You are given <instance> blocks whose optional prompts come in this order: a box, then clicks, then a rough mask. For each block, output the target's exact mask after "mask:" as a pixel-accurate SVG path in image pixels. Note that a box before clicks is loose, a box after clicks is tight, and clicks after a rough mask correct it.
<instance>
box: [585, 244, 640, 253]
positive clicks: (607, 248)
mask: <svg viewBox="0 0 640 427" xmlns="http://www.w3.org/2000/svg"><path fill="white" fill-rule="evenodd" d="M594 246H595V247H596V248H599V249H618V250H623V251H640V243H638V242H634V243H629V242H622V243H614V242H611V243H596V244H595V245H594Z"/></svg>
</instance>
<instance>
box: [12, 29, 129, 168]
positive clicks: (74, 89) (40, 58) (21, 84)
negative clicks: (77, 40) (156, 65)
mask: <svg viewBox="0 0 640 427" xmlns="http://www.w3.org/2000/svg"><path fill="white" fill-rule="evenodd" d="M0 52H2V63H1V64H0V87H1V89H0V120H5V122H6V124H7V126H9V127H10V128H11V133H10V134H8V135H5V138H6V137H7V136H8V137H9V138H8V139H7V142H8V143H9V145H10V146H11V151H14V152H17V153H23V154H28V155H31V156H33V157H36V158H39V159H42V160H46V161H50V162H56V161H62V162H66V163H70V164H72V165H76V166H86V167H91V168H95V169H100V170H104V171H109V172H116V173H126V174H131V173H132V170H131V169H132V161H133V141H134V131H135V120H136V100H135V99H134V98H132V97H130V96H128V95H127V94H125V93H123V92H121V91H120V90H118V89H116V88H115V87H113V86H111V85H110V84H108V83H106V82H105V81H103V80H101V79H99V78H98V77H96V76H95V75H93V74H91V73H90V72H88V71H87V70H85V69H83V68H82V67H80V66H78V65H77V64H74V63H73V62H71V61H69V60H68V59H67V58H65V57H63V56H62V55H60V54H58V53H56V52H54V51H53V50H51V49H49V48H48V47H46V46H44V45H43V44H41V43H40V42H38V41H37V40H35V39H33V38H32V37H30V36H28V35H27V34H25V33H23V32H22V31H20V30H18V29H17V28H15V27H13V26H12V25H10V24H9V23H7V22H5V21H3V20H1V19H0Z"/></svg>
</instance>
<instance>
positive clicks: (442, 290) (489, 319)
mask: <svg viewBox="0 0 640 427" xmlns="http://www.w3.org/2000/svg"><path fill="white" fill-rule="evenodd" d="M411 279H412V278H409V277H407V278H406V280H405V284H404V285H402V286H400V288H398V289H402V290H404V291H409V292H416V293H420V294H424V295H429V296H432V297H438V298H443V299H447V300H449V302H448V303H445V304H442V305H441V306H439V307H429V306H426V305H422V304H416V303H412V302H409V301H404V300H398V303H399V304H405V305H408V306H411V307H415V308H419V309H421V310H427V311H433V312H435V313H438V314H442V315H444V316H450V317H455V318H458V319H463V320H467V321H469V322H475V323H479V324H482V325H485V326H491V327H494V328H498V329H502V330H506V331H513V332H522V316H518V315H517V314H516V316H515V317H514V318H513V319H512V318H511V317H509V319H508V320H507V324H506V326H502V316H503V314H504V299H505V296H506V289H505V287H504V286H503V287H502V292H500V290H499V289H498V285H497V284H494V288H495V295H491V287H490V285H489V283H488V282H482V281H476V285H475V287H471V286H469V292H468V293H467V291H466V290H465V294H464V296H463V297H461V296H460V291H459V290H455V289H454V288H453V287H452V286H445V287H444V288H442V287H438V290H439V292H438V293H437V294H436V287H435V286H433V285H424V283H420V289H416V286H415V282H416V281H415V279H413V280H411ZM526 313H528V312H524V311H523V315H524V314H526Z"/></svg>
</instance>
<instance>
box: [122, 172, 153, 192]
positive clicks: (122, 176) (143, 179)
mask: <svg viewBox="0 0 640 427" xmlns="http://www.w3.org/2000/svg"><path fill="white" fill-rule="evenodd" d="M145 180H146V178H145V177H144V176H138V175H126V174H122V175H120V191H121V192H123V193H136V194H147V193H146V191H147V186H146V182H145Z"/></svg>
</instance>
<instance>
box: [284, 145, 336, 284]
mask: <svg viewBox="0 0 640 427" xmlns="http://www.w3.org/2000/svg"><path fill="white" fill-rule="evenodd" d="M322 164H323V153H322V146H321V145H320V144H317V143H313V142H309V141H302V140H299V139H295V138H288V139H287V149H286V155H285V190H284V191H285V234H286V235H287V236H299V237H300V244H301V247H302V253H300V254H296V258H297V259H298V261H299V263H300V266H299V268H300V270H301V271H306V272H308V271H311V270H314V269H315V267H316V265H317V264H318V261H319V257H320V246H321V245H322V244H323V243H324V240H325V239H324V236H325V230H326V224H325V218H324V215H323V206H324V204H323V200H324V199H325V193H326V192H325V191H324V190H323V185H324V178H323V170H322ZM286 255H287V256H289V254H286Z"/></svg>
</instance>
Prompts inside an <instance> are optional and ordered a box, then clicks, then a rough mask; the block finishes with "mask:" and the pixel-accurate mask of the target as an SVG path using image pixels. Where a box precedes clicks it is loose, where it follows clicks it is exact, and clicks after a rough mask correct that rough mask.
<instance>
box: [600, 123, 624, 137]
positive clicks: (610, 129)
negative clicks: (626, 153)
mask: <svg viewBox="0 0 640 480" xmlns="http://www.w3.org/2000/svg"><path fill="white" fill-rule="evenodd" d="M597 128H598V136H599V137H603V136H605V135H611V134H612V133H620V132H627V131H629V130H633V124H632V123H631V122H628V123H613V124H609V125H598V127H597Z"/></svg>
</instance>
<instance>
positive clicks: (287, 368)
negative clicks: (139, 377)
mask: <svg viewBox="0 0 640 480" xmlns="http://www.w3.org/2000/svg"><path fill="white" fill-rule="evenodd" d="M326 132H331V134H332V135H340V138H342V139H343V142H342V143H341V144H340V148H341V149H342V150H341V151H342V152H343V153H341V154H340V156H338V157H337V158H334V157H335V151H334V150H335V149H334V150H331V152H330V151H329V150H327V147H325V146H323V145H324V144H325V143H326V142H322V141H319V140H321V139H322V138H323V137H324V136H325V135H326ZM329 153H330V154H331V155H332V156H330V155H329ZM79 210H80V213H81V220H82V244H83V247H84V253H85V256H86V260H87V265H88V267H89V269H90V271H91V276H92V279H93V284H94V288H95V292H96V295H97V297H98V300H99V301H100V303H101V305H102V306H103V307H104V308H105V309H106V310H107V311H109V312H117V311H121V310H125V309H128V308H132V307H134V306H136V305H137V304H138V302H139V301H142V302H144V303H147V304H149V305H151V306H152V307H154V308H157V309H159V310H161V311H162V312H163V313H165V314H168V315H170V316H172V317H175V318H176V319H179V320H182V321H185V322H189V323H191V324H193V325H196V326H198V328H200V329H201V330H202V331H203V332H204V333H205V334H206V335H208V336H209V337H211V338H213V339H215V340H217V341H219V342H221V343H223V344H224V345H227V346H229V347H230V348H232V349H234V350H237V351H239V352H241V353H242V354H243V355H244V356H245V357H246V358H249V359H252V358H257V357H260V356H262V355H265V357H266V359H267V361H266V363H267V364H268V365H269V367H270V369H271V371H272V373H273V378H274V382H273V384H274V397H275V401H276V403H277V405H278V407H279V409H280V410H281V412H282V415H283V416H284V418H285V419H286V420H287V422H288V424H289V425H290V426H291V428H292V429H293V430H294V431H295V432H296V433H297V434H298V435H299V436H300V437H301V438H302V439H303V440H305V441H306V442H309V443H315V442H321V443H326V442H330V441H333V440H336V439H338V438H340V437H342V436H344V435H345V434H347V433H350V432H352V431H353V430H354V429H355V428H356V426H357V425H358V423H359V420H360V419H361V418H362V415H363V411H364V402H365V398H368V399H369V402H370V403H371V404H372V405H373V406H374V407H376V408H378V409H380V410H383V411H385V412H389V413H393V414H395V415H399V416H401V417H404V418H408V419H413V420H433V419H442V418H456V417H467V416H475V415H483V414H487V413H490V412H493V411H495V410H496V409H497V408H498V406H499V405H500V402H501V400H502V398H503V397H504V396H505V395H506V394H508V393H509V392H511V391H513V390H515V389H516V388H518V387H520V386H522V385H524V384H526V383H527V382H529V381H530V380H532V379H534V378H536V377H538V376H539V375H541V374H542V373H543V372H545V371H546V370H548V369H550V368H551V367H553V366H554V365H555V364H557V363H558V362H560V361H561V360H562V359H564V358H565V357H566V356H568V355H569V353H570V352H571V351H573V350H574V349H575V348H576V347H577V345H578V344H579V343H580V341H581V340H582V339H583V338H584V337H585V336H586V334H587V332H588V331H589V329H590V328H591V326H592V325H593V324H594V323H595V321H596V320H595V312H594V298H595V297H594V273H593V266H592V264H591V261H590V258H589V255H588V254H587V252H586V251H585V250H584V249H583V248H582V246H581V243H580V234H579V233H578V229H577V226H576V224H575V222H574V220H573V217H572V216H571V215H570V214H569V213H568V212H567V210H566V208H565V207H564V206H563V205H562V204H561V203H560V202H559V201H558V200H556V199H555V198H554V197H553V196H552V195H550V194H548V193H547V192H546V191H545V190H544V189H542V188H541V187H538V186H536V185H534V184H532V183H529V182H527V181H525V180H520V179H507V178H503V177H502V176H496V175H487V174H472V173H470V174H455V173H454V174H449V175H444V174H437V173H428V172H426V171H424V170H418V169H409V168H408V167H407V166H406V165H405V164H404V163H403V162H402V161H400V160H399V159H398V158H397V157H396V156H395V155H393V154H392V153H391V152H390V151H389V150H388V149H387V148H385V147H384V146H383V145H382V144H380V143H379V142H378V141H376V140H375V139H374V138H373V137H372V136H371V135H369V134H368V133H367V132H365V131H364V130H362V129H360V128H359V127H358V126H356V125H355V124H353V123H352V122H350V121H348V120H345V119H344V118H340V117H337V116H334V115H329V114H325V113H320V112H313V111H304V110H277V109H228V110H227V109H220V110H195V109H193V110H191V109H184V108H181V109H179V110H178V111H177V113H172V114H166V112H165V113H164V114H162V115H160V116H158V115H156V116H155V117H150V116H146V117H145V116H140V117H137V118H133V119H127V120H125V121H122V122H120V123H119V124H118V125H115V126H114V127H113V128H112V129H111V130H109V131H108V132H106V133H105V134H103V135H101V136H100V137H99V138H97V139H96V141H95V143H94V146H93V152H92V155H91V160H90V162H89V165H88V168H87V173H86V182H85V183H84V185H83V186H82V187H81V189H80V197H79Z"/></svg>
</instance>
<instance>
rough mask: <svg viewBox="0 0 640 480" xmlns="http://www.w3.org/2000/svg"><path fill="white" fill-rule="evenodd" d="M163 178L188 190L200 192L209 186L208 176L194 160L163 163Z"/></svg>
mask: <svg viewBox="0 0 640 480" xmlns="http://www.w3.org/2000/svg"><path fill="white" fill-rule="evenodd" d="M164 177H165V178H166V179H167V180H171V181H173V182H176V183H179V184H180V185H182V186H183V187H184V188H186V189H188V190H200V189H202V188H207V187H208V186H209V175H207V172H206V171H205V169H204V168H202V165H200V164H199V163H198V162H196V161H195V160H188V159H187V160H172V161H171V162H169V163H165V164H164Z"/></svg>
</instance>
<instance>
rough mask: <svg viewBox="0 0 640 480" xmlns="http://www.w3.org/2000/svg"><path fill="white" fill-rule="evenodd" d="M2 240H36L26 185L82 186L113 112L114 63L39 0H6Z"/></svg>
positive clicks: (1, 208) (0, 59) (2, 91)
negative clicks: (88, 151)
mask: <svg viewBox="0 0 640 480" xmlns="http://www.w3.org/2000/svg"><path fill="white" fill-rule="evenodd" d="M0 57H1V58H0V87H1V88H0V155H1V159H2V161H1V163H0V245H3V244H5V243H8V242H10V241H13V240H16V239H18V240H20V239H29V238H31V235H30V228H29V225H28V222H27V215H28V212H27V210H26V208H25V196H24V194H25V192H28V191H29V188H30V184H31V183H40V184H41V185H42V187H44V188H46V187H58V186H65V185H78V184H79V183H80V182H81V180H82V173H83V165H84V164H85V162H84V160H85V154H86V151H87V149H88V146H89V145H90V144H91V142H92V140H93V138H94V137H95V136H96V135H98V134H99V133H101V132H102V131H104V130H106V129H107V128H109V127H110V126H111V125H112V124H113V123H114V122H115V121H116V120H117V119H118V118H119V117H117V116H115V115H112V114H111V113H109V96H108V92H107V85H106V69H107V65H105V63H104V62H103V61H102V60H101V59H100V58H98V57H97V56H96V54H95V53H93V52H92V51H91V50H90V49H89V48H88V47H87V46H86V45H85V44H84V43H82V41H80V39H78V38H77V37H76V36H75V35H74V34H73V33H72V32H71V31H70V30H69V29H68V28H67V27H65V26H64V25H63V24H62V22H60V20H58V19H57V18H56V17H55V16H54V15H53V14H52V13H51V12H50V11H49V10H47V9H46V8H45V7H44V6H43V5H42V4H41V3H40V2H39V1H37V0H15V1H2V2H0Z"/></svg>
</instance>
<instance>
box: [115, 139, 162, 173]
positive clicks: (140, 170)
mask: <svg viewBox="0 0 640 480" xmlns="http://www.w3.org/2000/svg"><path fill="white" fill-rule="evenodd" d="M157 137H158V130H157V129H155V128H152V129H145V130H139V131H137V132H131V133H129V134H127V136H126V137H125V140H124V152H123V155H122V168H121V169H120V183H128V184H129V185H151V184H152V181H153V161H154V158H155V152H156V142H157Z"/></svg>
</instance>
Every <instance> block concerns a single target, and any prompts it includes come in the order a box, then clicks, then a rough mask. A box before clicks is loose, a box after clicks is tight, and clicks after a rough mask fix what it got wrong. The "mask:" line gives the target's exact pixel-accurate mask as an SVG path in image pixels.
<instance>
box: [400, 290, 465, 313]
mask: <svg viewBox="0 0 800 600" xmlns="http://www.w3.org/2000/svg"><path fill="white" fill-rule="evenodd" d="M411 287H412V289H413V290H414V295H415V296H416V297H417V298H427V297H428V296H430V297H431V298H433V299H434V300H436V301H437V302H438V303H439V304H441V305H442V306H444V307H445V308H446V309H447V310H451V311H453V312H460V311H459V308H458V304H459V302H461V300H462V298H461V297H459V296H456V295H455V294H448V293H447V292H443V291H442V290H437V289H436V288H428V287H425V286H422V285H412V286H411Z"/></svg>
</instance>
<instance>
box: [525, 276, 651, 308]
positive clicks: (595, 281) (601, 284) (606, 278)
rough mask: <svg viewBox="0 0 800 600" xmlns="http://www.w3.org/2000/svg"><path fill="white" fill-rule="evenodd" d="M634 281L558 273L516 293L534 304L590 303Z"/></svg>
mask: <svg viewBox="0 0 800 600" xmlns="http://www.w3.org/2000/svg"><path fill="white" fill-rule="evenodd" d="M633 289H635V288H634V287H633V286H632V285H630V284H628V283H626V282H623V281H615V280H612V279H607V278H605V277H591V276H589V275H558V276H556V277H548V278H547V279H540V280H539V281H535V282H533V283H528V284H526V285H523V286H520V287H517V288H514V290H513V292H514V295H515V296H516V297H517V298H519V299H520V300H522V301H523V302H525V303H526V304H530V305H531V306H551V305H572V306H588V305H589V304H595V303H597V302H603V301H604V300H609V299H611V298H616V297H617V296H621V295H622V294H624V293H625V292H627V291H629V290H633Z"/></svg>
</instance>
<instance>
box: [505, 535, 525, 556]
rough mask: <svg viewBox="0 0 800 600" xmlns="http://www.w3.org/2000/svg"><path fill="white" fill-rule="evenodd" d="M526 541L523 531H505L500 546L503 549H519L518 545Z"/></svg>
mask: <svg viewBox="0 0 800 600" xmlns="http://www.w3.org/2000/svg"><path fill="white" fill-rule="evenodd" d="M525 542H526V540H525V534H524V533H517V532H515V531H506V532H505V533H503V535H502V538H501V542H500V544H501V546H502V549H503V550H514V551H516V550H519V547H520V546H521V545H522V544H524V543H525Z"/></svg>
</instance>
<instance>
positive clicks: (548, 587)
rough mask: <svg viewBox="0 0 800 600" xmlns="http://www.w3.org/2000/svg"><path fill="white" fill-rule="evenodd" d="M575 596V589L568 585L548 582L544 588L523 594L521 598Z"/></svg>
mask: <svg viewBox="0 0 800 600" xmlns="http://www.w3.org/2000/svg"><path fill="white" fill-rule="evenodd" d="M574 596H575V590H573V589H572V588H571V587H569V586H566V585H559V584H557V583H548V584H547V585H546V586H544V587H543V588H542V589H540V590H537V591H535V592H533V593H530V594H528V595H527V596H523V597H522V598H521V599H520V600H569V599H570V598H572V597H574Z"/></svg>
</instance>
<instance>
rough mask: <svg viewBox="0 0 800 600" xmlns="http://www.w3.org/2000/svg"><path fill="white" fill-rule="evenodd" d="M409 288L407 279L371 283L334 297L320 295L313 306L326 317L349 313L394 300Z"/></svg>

What to do: Print the listing word for word, starting with its first line and continuing through the line containing "box: [585, 244, 640, 253]", with both of those lines included.

Finished exercise:
You are given <instance> blocks whose optional prompts come in this order: a box, then clicks, then a rough mask. For each block, output the target's exact mask after "mask:" as a pixel-accurate SVG path in image pixels. Note that a box before clicks is loose, a box after clicks is tight, and clicks after a rough mask correct it.
<instance>
box: [585, 244, 640, 253]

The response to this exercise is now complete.